Transcribe the records below exactly, leaving out any pictures.

------ DATA SHOWN

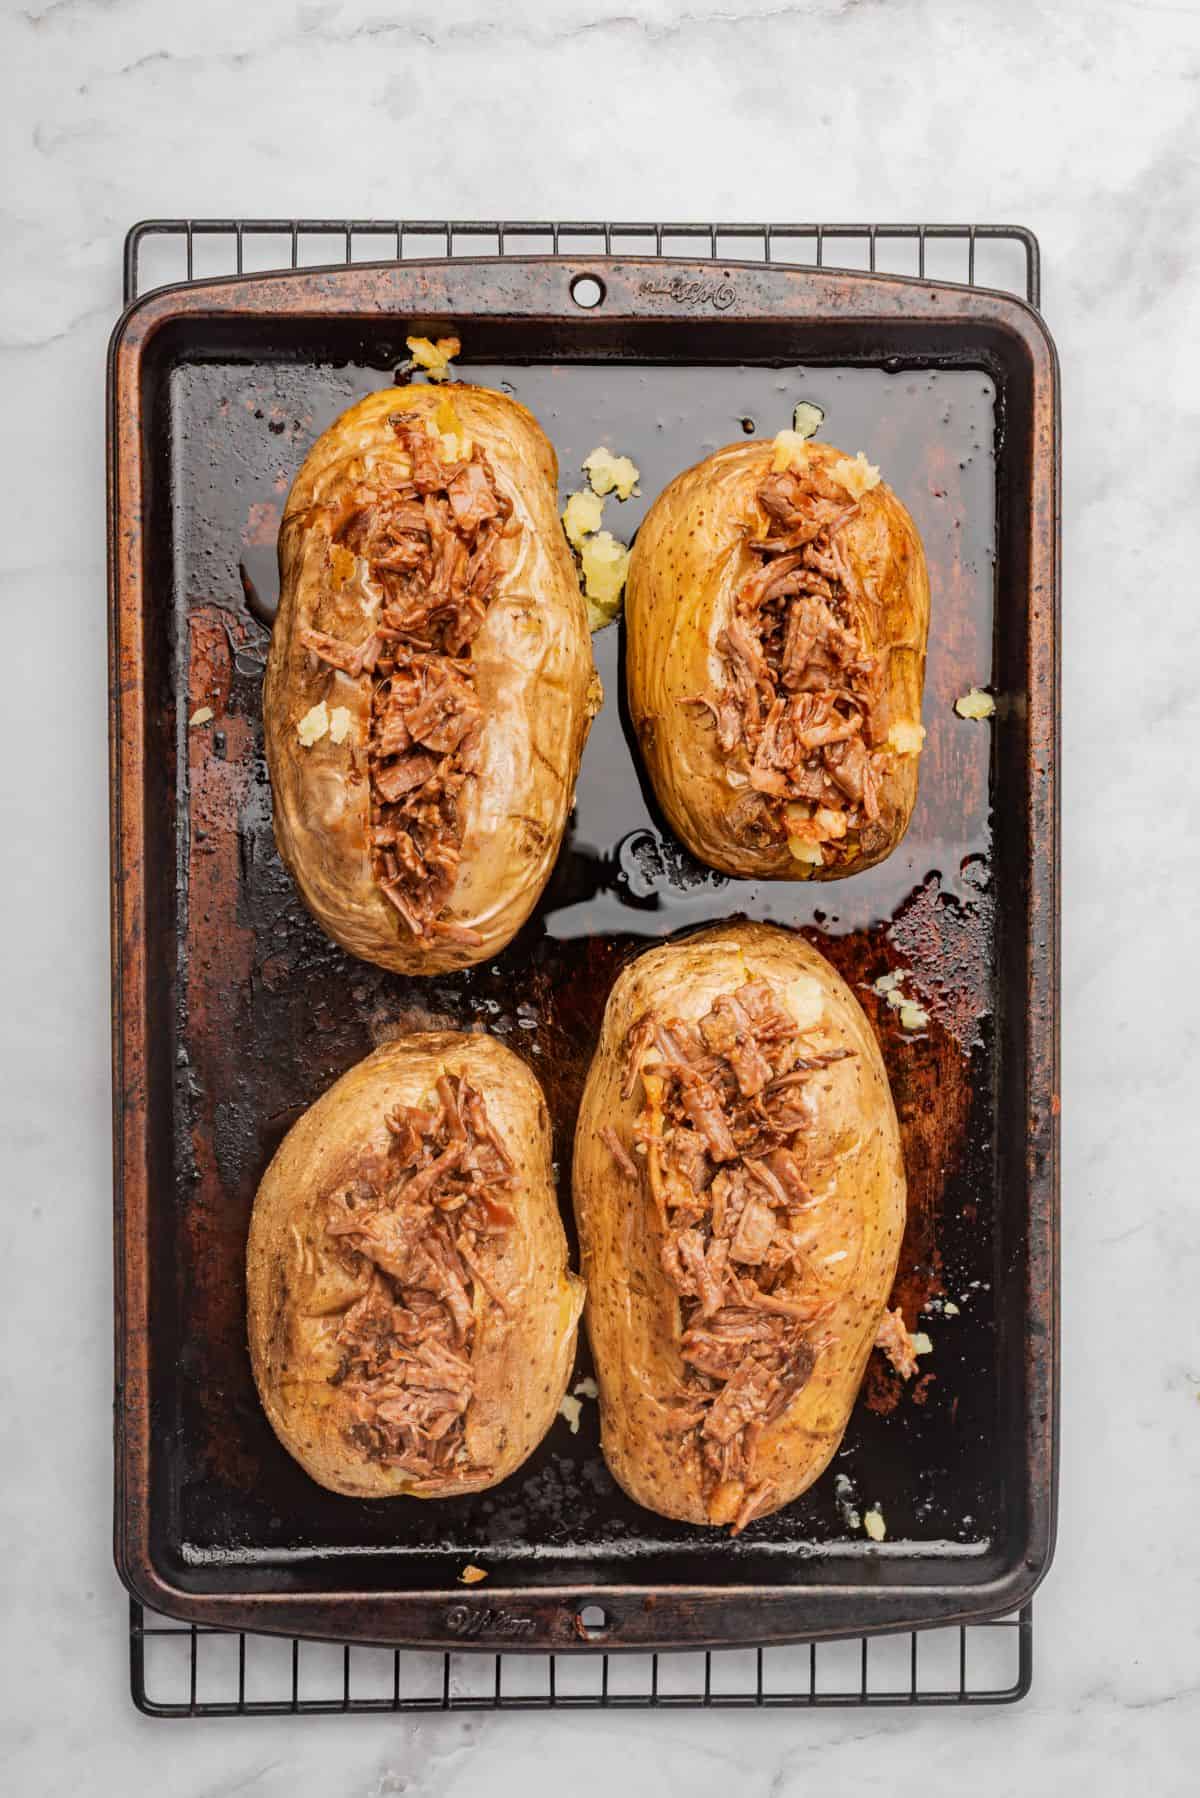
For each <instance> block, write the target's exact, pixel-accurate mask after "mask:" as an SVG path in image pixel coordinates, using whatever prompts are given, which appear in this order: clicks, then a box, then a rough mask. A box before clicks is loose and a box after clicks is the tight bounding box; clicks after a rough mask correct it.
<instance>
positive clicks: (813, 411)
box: [792, 399, 824, 439]
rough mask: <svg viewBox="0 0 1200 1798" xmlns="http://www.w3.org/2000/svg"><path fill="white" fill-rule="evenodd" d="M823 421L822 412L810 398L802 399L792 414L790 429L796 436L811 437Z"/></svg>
mask: <svg viewBox="0 0 1200 1798" xmlns="http://www.w3.org/2000/svg"><path fill="white" fill-rule="evenodd" d="M822 423H824V412H822V410H820V406H815V405H813V403H811V399H802V401H801V403H799V406H797V408H795V412H793V414H792V430H793V432H795V435H797V437H804V439H808V437H813V435H815V433H817V432H819V430H820V426H822Z"/></svg>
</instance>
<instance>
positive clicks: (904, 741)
mask: <svg viewBox="0 0 1200 1798" xmlns="http://www.w3.org/2000/svg"><path fill="white" fill-rule="evenodd" d="M923 743H925V725H916V723H914V721H912V719H910V717H900V719H896V723H894V725H892V728H891V730H889V732H887V746H889V750H891V752H892V755H919V753H921V744H923Z"/></svg>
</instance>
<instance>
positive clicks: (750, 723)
mask: <svg viewBox="0 0 1200 1798" xmlns="http://www.w3.org/2000/svg"><path fill="white" fill-rule="evenodd" d="M757 502H759V505H761V507H763V511H765V512H766V518H768V530H770V536H765V538H748V539H747V541H748V548H750V550H752V552H754V554H756V556H757V557H759V566H757V568H756V570H754V574H750V577H748V579H747V581H745V583H743V586H741V590H739V593H738V597H736V602H734V617H732V619H730V622H729V626H727V628H725V631H723V633H721V636H720V638H718V649H720V653H721V658H723V683H721V689H720V692H718V694H714V696H711V698H698V699H691V701H689V703H693V705H703V707H705V708H707V710H709V712H711V716H712V723H714V730H716V739H718V744H720V748H721V753H723V755H725V757H727V759H729V764H730V775H732V779H734V780H736V784H738V786H739V788H747V791H743V793H741V798H739V806H738V823H736V827H738V829H741V831H743V832H745V836H747V838H752V840H757V841H781V840H783V838H784V836H788V838H795V840H799V841H802V843H810V845H819V847H820V854H822V861H826V863H831V861H835V859H837V858H838V856H842V854H846V852H849V850H853V847H855V843H869V841H871V836H873V832H874V831H878V816H880V804H878V779H880V770H882V764H883V757H882V755H880V753H878V741H876V737H878V734H876V728H874V716H876V710H878V701H880V687H882V671H880V663H878V658H874V656H871V654H867V651H865V644H864V640H862V636H860V633H858V629H856V626H855V610H853V602H855V601H860V602H862V601H864V597H865V595H862V593H860V592H858V588H856V583H855V575H853V574H851V568H849V565H847V561H846V557H844V554H842V545H840V541H838V532H840V529H842V525H846V523H847V520H851V518H855V514H856V512H858V502H853V500H849V496H847V493H846V489H844V487H842V485H840V484H838V482H835V480H831V476H829V475H826V473H824V471H822V469H820V467H817V466H813V464H804V466H802V467H799V469H797V467H792V469H784V471H783V473H772V475H766V478H765V480H763V482H761V485H759V489H757Z"/></svg>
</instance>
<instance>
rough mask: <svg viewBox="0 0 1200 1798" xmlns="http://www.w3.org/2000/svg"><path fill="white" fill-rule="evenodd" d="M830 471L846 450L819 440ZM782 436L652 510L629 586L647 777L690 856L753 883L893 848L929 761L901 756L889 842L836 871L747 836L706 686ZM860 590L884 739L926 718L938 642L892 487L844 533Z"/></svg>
mask: <svg viewBox="0 0 1200 1798" xmlns="http://www.w3.org/2000/svg"><path fill="white" fill-rule="evenodd" d="M808 455H810V458H811V462H813V464H815V466H819V467H824V466H829V464H833V462H837V460H838V457H840V455H842V451H840V449H833V448H831V446H829V444H817V442H810V444H808ZM772 457H774V448H772V444H770V442H752V444H730V446H729V448H725V449H718V451H716V455H711V457H707V460H703V462H698V464H696V466H694V467H689V469H687V471H685V473H682V475H678V476H676V478H675V480H673V482H671V485H669V487H666V489H664V491H662V493H660V494H658V498H657V500H655V503H653V505H651V509H649V512H648V514H646V520H644V523H642V527H640V530H639V532H637V539H635V543H633V554H631V561H630V577H628V583H626V604H624V620H626V690H628V701H630V716H631V719H633V728H635V730H637V741H639V744H640V752H642V759H644V762H646V771H648V773H649V779H651V784H653V788H655V795H657V798H658V804H660V806H662V809H664V813H666V814H667V820H669V823H671V829H673V831H675V832H676V836H680V838H682V840H684V843H687V847H689V849H691V852H693V854H694V856H696V858H698V859H700V861H705V863H707V865H709V867H712V868H720V870H721V872H723V874H741V876H748V877H754V879H842V877H844V876H846V874H856V872H860V870H862V868H869V867H873V865H874V863H876V861H883V859H885V858H887V856H891V852H892V849H894V847H896V843H898V841H900V840H901V836H903V834H905V831H907V827H909V818H910V816H912V807H914V804H916V793H918V761H919V757H916V755H903V757H900V755H896V757H892V759H891V762H892V764H891V768H889V770H887V773H885V777H883V779H882V782H880V822H882V825H883V831H885V841H882V843H880V847H878V849H873V850H871V852H864V850H858V852H856V854H853V856H847V858H846V859H840V861H835V863H831V865H828V867H824V868H813V867H808V865H804V863H797V861H795V858H793V856H792V852H790V850H788V843H786V840H781V841H777V843H763V845H756V843H747V841H743V840H741V836H739V834H738V831H736V829H734V823H732V820H730V814H732V811H734V806H736V802H738V798H739V789H734V788H730V786H729V780H727V759H725V755H723V752H721V748H720V744H718V741H716V730H714V726H712V719H711V717H709V714H707V712H705V710H703V707H700V705H685V703H684V701H685V699H694V696H696V694H707V692H712V689H714V687H716V685H718V681H720V653H718V647H716V642H718V636H720V635H721V631H723V629H725V626H727V624H729V619H730V615H732V606H734V597H736V593H738V590H739V586H741V583H743V581H745V579H747V575H748V574H750V572H752V570H754V566H756V557H754V554H752V552H750V550H748V548H747V541H745V539H747V534H752V532H754V530H756V527H759V525H761V520H763V516H765V514H763V511H761V507H759V505H757V500H756V496H754V494H756V489H757V485H759V484H761V480H763V476H765V475H766V473H770V467H772ZM838 543H840V545H842V550H844V554H846V559H847V563H849V566H851V568H853V572H855V574H856V575H858V584H860V586H865V588H867V592H869V590H871V588H873V590H874V593H876V595H878V606H871V604H865V606H860V608H856V611H855V628H856V629H858V631H860V635H862V638H864V642H865V647H867V651H869V653H873V654H876V656H883V658H885V663H887V669H885V680H883V699H882V705H880V708H878V714H876V716H878V725H880V737H885V735H887V732H889V728H891V726H892V725H894V723H900V721H901V719H907V721H912V723H914V725H919V721H921V689H923V683H925V642H927V636H928V572H927V566H925V550H923V548H921V539H919V536H918V529H916V525H914V523H912V518H910V516H909V512H907V511H905V507H903V505H901V503H900V500H898V498H896V494H894V493H892V491H891V487H887V485H885V484H880V485H878V487H873V489H871V493H865V494H864V496H862V502H860V511H858V516H856V518H853V520H849V523H846V525H844V527H842V530H840V532H838Z"/></svg>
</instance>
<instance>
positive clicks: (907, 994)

------------

OUTPUT FOR THIS EXERCISE:
For each <instance> block, write the target's exact, pixel-accurate mask after "mask:" as an SVG path in image pixel coordinates, using whatever prompts are given, which appear in this order: clicks, then a box, then a rough mask. A box before clicks is loose and a box after clicks is the tight bounding box; clicks after a rough mask correct it.
<instance>
positive clicks: (813, 411)
box: [792, 399, 824, 439]
rough mask: <svg viewBox="0 0 1200 1798" xmlns="http://www.w3.org/2000/svg"><path fill="white" fill-rule="evenodd" d="M823 421L822 412L810 398L802 399L792 414L790 429L796 436L811 437Z"/></svg>
mask: <svg viewBox="0 0 1200 1798" xmlns="http://www.w3.org/2000/svg"><path fill="white" fill-rule="evenodd" d="M822 423H824V412H822V410H820V406H815V405H813V403H811V399H802V401H801V403H799V406H797V408H795V412H793V414H792V430H793V432H795V435H797V437H804V439H808V437H813V435H815V433H817V432H819V430H820V426H822Z"/></svg>
</instance>
<instance>
positive clicks: (904, 741)
mask: <svg viewBox="0 0 1200 1798" xmlns="http://www.w3.org/2000/svg"><path fill="white" fill-rule="evenodd" d="M923 743H925V725H916V723H914V721H912V719H910V717H900V719H896V723H894V725H892V728H891V730H889V732H887V746H889V750H891V752H892V755H919V753H921V744H923Z"/></svg>
</instance>
<instance>
positive clicks: (750, 723)
mask: <svg viewBox="0 0 1200 1798" xmlns="http://www.w3.org/2000/svg"><path fill="white" fill-rule="evenodd" d="M757 502H759V505H761V507H763V511H765V512H766V518H768V530H770V536H765V538H748V539H747V541H748V548H750V550H752V552H754V554H756V556H757V557H759V566H757V568H756V570H754V574H750V577H748V579H747V581H745V583H743V586H741V590H739V593H738V597H736V602H734V617H732V619H730V622H729V626H727V628H725V631H723V633H721V636H720V638H718V649H720V653H721V658H723V683H721V689H720V692H718V694H714V696H711V698H698V699H691V701H689V703H693V705H703V707H705V708H707V710H709V712H711V716H712V723H714V730H716V739H718V744H720V748H721V753H723V755H725V757H727V759H729V764H730V775H732V779H734V780H736V784H738V786H739V788H747V791H743V793H741V798H739V806H738V823H736V827H738V829H741V831H743V832H745V836H747V838H752V840H757V841H781V840H783V838H784V836H788V838H795V840H799V841H802V843H810V845H819V847H820V854H822V861H826V863H831V861H835V859H837V858H838V856H842V854H846V852H849V850H853V847H855V843H869V841H871V836H873V832H874V831H878V816H880V804H878V779H880V770H882V764H883V757H882V755H880V753H878V741H876V737H878V734H876V728H874V716H876V710H878V701H880V687H882V671H880V663H878V658H874V656H871V654H867V651H865V644H864V640H862V636H860V633H858V629H856V626H855V610H853V602H855V601H860V602H862V601H864V597H865V595H862V593H860V592H858V588H856V583H855V575H853V574H851V568H849V565H847V561H846V557H844V554H842V545H840V541H838V532H840V529H842V525H846V523H847V520H851V518H855V514H856V512H858V502H853V500H849V496H847V493H846V489H844V487H842V485H840V484H838V482H835V480H831V476H829V475H826V473H824V471H822V469H820V467H817V466H813V464H804V466H802V467H799V469H797V467H792V469H784V471H783V473H772V475H766V478H765V480H763V482H761V485H759V489H757Z"/></svg>
</instance>
<instance>
rough mask: <svg viewBox="0 0 1200 1798" xmlns="http://www.w3.org/2000/svg"><path fill="white" fill-rule="evenodd" d="M830 471L846 450L819 440ZM782 436L652 510L629 586L647 777L690 856L753 883L893 848L929 761L901 756L889 842L836 871L747 836L706 686ZM860 590L884 739L926 718L938 642L892 487L844 533Z"/></svg>
mask: <svg viewBox="0 0 1200 1798" xmlns="http://www.w3.org/2000/svg"><path fill="white" fill-rule="evenodd" d="M808 455H810V458H811V462H813V464H815V466H819V467H824V466H829V464H833V462H837V460H838V457H840V455H842V451H840V449H833V448H831V446H829V444H817V442H810V444H808ZM772 457H774V448H772V444H770V442H752V444H730V446H729V448H725V449H718V451H716V455H711V457H707V460H703V462H698V464H696V466H694V467H689V469H687V471H685V473H682V475H678V476H676V478H675V480H673V482H671V485H669V487H666V489H664V491H662V493H660V494H658V498H657V500H655V503H653V505H651V509H649V512H648V514H646V520H644V523H642V527H640V530H639V532H637V539H635V543H633V554H631V561H630V577H628V583H626V604H624V620H626V690H628V701H630V716H631V719H633V728H635V730H637V741H639V744H640V752H642V759H644V762H646V771H648V773H649V779H651V784H653V788H655V795H657V798H658V804H660V806H662V809H664V813H666V814H667V820H669V823H671V829H673V831H675V832H676V836H680V838H682V840H684V843H687V847H689V849H691V852H693V854H694V856H696V858H698V859H700V861H705V863H707V865H709V867H712V868H720V870H721V872H723V874H741V876H748V877H754V879H842V877H844V876H846V874H856V872H860V870H862V868H869V867H873V865H874V863H876V861H883V859H885V858H887V856H891V852H892V849H894V847H896V843H898V841H900V840H901V836H903V834H905V831H907V827H909V818H910V816H912V807H914V804H916V793H918V761H919V757H916V755H903V757H900V755H896V757H892V759H891V762H892V764H891V768H889V770H887V773H885V777H883V779H882V782H880V822H882V825H883V831H885V841H882V843H880V847H878V849H873V850H871V852H864V850H858V852H856V854H853V856H847V858H846V859H840V861H835V863H831V865H828V867H824V868H813V867H808V865H804V863H797V861H795V858H793V856H792V852H790V850H788V843H786V840H781V841H777V843H763V845H756V843H747V841H743V840H741V836H739V834H738V831H736V829H734V823H732V820H730V814H732V811H734V806H736V802H738V798H739V789H734V788H730V786H729V780H727V759H725V755H723V752H721V748H720V744H718V741H716V730H714V726H712V719H711V717H709V714H707V712H705V710H703V707H700V705H685V703H684V701H685V699H694V696H696V694H707V692H712V689H714V687H716V685H718V681H720V653H718V647H716V642H718V636H720V635H721V631H723V629H725V626H727V624H729V619H730V615H732V606H734V597H736V593H738V590H739V586H741V583H743V581H745V579H747V575H748V574H750V572H752V570H754V566H756V557H754V554H752V552H750V550H748V548H747V541H745V539H747V534H752V532H754V530H756V527H759V525H761V520H763V516H765V514H763V511H761V507H759V505H757V500H756V496H754V494H756V489H757V485H759V484H761V480H763V476H765V475H766V473H770V467H772ZM838 543H840V545H842V550H844V554H846V559H847V563H849V566H851V568H853V572H855V574H856V575H858V584H860V586H865V588H867V592H869V590H871V588H873V590H874V593H876V595H878V606H871V604H865V606H860V608H856V611H855V628H856V629H858V631H860V635H862V638H864V642H865V647H867V651H869V653H873V654H876V656H883V658H885V663H887V669H885V680H883V699H882V705H880V708H878V714H876V716H878V725H880V737H885V735H887V732H889V728H891V726H892V725H894V723H900V721H901V719H907V721H912V723H914V725H919V721H921V689H923V683H925V642H927V636H928V572H927V566H925V550H923V548H921V539H919V536H918V529H916V525H914V523H912V518H910V516H909V512H907V511H905V507H903V505H901V503H900V500H898V498H896V494H894V493H892V491H891V487H887V485H885V484H880V485H878V487H873V489H871V493H865V494H864V496H862V502H860V511H858V516H856V518H853V520H849V523H846V525H844V527H842V530H840V532H838Z"/></svg>
</instance>
<instance>
positive clicks: (907, 994)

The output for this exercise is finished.